╭─ Record list

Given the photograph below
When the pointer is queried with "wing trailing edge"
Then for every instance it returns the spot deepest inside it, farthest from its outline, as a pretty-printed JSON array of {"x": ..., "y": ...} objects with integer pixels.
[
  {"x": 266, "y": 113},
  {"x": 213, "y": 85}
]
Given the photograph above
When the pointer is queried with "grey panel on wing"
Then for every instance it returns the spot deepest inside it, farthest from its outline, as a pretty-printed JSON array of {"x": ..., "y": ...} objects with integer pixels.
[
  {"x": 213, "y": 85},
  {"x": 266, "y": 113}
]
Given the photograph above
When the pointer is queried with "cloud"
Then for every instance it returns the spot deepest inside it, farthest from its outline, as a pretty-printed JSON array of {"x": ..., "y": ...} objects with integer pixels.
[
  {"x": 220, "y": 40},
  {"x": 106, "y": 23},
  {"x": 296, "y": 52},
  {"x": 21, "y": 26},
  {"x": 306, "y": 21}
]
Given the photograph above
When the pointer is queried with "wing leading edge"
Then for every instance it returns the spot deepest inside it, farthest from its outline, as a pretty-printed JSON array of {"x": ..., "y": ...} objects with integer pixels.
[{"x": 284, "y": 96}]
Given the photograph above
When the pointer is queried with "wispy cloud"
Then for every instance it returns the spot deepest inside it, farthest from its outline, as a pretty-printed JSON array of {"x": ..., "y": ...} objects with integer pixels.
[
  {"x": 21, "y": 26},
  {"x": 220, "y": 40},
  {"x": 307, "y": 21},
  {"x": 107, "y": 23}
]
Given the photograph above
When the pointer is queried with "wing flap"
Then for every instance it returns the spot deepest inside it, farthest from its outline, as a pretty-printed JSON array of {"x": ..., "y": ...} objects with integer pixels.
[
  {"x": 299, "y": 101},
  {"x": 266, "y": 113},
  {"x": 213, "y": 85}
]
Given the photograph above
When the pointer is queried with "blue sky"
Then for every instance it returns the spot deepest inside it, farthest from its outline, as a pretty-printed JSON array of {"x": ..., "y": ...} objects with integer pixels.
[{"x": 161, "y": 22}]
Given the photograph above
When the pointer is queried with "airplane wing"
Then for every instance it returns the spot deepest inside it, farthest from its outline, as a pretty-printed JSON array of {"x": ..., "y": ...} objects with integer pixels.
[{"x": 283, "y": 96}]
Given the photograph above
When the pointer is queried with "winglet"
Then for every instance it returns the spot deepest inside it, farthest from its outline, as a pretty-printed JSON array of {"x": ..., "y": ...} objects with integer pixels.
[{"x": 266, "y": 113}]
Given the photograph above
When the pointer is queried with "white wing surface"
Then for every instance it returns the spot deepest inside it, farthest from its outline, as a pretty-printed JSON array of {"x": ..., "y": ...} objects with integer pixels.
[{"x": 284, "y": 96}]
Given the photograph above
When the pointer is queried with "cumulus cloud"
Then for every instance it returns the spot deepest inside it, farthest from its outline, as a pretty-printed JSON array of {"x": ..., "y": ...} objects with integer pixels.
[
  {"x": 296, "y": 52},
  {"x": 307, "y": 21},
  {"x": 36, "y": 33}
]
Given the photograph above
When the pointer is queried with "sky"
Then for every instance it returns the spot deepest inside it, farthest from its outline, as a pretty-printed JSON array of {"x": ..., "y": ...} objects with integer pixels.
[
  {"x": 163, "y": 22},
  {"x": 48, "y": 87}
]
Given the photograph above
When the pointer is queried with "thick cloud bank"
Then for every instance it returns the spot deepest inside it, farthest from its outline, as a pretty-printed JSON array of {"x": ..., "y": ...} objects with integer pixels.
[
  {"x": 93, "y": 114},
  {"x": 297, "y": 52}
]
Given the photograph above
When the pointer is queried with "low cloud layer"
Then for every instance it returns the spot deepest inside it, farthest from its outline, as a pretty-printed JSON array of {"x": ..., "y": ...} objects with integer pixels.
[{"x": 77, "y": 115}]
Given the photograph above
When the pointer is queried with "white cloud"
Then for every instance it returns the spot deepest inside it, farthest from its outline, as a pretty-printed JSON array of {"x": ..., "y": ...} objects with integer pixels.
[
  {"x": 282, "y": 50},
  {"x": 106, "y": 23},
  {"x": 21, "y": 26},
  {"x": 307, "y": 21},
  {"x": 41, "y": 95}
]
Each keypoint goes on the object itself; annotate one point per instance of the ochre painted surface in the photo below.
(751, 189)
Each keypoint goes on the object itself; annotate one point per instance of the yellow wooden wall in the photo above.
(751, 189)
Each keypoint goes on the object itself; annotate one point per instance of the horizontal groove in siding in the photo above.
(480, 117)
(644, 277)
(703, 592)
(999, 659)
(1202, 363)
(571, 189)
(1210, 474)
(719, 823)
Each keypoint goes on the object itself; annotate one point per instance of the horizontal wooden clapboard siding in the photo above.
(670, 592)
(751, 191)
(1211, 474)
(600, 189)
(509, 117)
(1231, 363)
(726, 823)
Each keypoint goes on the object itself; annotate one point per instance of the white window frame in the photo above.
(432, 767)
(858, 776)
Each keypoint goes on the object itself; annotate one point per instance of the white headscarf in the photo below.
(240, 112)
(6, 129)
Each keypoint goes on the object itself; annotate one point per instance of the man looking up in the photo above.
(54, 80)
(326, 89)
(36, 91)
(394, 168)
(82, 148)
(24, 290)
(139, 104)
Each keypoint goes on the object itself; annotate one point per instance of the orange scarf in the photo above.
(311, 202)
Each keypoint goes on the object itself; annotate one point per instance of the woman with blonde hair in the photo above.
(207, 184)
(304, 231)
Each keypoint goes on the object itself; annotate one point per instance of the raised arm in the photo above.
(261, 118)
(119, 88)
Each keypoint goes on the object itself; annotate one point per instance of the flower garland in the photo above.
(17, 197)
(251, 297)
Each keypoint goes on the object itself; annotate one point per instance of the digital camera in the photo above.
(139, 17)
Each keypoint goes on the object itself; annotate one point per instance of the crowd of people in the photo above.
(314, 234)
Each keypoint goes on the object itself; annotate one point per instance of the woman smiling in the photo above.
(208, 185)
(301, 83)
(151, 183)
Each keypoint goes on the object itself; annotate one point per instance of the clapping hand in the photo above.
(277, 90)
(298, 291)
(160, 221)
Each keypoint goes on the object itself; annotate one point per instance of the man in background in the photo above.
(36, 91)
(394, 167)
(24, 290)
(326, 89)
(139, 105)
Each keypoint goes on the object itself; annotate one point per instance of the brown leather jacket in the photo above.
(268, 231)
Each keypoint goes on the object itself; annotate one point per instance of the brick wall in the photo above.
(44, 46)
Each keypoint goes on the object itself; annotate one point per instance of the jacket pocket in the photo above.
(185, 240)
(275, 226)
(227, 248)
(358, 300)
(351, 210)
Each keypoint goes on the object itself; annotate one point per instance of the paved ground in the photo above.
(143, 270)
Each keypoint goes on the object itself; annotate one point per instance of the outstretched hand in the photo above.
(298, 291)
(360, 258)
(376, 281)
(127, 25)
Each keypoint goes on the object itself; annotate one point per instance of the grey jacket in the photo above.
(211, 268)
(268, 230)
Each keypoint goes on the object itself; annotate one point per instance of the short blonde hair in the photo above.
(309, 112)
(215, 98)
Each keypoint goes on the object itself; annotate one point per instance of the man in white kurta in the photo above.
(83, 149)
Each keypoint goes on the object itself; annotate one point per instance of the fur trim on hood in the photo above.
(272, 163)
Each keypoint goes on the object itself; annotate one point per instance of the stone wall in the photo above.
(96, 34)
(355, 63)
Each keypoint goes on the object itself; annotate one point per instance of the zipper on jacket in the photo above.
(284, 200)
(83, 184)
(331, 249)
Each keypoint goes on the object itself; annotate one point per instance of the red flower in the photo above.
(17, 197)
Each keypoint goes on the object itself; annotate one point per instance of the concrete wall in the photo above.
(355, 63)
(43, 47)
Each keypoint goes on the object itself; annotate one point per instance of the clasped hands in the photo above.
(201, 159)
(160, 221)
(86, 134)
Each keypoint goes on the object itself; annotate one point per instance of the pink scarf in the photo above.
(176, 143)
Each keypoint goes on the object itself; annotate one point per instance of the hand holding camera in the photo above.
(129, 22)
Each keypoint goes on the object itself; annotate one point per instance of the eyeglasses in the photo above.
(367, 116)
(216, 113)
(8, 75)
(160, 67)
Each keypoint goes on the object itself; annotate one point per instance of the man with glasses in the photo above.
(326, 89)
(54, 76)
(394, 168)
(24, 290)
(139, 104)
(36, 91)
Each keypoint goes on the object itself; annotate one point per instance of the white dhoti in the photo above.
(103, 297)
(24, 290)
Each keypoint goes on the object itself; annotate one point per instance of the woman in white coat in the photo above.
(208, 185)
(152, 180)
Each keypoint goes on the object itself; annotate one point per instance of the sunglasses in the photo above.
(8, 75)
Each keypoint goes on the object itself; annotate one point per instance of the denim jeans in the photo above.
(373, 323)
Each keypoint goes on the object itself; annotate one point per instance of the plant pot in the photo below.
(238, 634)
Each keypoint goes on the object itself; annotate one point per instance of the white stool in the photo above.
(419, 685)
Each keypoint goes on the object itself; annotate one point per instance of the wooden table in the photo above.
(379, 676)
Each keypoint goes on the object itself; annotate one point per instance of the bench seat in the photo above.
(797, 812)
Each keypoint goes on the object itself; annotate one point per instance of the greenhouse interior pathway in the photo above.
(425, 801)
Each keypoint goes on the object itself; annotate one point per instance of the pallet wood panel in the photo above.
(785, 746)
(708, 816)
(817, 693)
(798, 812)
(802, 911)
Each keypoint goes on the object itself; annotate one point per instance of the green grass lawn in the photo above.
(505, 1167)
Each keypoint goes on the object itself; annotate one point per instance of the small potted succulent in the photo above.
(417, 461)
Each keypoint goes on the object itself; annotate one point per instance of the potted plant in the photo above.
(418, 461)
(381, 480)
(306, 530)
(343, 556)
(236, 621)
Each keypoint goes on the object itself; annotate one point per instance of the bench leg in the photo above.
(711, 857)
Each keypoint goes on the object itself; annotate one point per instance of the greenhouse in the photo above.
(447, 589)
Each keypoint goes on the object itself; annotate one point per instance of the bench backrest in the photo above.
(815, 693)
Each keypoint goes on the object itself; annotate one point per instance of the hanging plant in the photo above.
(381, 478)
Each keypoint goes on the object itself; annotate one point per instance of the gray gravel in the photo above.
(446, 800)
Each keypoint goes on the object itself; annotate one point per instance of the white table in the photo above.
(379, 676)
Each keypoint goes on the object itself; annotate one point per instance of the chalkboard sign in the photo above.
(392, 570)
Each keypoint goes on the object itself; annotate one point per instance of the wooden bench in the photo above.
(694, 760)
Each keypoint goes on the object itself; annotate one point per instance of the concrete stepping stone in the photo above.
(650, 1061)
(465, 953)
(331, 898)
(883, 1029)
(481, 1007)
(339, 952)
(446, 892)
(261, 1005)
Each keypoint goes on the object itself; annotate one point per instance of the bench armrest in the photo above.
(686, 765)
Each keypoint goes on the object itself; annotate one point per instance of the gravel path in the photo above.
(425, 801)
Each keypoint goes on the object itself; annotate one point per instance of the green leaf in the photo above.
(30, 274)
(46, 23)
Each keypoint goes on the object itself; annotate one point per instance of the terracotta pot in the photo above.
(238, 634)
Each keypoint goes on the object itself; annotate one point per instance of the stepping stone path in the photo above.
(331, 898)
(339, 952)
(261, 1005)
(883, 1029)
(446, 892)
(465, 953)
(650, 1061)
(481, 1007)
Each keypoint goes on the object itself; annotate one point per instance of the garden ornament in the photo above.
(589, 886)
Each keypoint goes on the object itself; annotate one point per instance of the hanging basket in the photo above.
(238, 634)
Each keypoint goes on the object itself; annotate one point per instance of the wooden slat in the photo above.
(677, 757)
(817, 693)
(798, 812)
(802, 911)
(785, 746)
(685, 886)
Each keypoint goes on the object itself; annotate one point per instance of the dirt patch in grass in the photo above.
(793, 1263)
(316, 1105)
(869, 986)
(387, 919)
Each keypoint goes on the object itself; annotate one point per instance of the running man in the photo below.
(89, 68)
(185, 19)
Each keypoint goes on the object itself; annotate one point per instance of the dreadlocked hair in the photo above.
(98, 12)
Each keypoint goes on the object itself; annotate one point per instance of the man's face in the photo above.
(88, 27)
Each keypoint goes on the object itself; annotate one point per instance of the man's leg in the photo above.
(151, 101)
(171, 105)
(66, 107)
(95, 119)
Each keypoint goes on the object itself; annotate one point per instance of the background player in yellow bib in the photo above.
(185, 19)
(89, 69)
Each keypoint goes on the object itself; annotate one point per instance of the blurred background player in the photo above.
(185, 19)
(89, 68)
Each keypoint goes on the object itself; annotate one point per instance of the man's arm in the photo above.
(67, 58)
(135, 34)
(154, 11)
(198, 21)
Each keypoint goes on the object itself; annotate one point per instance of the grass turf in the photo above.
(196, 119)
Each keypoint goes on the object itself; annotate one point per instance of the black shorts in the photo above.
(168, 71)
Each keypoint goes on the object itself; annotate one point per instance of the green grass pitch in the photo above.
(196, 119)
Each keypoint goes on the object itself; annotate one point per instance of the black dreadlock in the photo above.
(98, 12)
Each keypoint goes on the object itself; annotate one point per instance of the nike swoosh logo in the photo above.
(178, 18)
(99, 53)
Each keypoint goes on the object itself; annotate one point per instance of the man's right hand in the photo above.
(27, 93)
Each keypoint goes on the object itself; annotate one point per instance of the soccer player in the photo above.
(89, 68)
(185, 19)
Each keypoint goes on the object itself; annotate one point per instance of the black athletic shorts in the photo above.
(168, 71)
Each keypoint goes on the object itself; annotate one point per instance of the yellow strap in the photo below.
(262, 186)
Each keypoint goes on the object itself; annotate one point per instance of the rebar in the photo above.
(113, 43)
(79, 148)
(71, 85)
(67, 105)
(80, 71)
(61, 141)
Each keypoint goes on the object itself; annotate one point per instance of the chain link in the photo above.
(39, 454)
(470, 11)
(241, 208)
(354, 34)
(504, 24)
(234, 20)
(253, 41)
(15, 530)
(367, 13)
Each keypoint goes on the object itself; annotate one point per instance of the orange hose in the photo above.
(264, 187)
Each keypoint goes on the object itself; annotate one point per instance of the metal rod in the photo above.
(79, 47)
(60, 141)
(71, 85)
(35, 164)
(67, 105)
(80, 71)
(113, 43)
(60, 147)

╰─

Short problem:
Repeat only the stretch of lines starting at the one containing "rebar in the photo above." and running to the final line of the entries above.

Written answer:
Each keypoint goes on the object itself; annotate one point per instance of the rebar in the photo above.
(113, 43)
(79, 148)
(71, 85)
(67, 105)
(80, 71)
(61, 141)
Each keypoint goes on the object itself; annotate one point per instance of the chain link in the photo above.
(39, 454)
(470, 11)
(241, 208)
(354, 34)
(504, 24)
(234, 20)
(253, 41)
(15, 530)
(367, 13)
Each keypoint goes on the object itself; annotate one point per instance of the orange hose in the photo above.
(264, 187)
Each keypoint goes on the object itself; annotate one point per instance of the metal rod in the photo above.
(79, 47)
(60, 141)
(71, 85)
(35, 164)
(67, 105)
(80, 71)
(113, 43)
(60, 147)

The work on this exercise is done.